— Start Selected passage —
Friday, September 10, 2021

Cop in Blue Jeans – Cineploit (Blu-ray)

Theatrical Release Date: Italy, 1976
Director: Bruno Corbucci
Writers: Mario Amendola, Bruno Corbucci
Cast: Tomas Milian, Jack Palance, Maria Rosaria Omaggio, Guido Mannari, Jack La Cayenne, Raf Luca, Benito Stefanelli, Toni Ucci, John P. Dulaney

Release Date: September 15th, 2020
Approximate Running Time: 92 Minutes 33 seconds
Aspect Ratio: 1.85:1 Widescreen / 1080 Progressive / MPEG-4 AVCC
Rating: NR
Sound: DTS-HD Mono Italian, DTS-HD Mono English, DTS-HD Mono German
Subtitles: English, German
Region Coding: Region Free
Retail Price: 24,90 EUR

"Trick scams and thefts are part of everyday life in Rome - a world in which Nico Giraldi (Tomas Milian) is very familiar. The full-bearded long-haired man doesn't show that he is a policeman. But that is deceptive, because Giraldi, whose mother was a prostitute and who grew up in the streets of Rome, knows his crooks and knows how to get hold of them. But when two little thieves accidentally steal the briefcase from the American Norman Shelley (Jack Palance), the situation changes. Officially, Shelley does not turn on the police because there are supposedly only worthless things in the briefcase, but when the thieves open the case, they know it will be dangerous. Soon one of them will be brutally murdered ..." - synopsis provided by the distributor

Video: 4.25/5

Here’s the information provided about this release's transfer, "Worldwide 2K Blu-Ray Premiere!"

Cop in Blue Jeans comes on a 50 GB dual layer Blu-ray.

Disc Size: 45.1 GB

Feature: 26.5 GB

The source used for this transfer is in great shape, colors look correct, image clarity and black levels look strong throughout.
— End Selected passage —
■ **What to produce**: According to the Blu-ray review, how long is the approximate running time of Cop in Blue Jeans?
— Start Rows —
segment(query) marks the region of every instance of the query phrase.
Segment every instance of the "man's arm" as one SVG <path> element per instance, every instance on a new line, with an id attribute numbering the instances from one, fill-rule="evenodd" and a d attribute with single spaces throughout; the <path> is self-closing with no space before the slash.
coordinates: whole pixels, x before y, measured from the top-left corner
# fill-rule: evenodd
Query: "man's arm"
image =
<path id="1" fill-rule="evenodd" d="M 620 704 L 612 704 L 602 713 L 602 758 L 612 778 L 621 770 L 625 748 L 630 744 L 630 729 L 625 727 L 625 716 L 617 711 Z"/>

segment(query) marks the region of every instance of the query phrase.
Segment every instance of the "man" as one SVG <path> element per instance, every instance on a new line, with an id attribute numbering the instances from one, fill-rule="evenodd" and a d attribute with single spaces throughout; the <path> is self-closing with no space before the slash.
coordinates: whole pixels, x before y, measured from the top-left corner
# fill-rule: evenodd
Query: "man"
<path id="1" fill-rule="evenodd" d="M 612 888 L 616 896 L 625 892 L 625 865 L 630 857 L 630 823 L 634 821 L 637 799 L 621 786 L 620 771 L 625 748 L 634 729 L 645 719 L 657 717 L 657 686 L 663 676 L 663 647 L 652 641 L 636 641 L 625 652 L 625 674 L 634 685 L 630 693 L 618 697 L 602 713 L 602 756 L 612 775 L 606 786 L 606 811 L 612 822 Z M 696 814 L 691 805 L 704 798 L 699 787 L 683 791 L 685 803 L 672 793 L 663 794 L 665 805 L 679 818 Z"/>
— End Rows —
■ **Task solution**: 92 minutes 33 seconds